§ Task statement
Rewrite the post about boredom from "Cleaning? Lol. The" up to and including "of a computer.", changing "computer" to "screen".

§ Reading text
****************
What Doing?

I don't have a lot to do. I am bored when I'm not socializing or at work. No one expects anything from me. I've shook responsibilities from my person. If I was a pet goldfish, I'm pretty sure I'd be dead by now. 

My parents don't call, and neither does other family. Everyone expects me to attend church. A church. Find a husband so I can settle down and be taken care of. ... yes, I would like to build something with someone... But what else do I fill my days with? 

Cleaning? Lol. The motivation to do anything is exhausting. Idk my place in this world if it's not working. I'm just glad it's not in front of a computer. 

Part of me kinda wants a more quiet job .... But I also think that's the depression talking. My brain wants to keep me safe and in doors... I hate having closing shifts because my days are boring.
****************
Coordinate labeling data:
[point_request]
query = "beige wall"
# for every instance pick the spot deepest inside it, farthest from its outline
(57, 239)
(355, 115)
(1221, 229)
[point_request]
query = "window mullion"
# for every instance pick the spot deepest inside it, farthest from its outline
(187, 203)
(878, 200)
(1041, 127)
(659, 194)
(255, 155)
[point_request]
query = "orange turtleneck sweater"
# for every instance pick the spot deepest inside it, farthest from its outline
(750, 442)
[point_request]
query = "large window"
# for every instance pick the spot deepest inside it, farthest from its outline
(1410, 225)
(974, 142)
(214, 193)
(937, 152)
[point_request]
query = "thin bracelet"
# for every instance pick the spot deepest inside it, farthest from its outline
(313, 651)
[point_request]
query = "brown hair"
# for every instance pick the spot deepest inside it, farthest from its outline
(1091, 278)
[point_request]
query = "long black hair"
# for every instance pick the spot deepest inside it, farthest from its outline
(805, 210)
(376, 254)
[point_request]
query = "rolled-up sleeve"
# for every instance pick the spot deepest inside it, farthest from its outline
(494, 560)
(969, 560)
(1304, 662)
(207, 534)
****************
§ Correct result
Cleaning? Lol. The motivation to do anything is exhausting. Idk my place in this world if it's not working. I'm just glad it's not in front of a screen.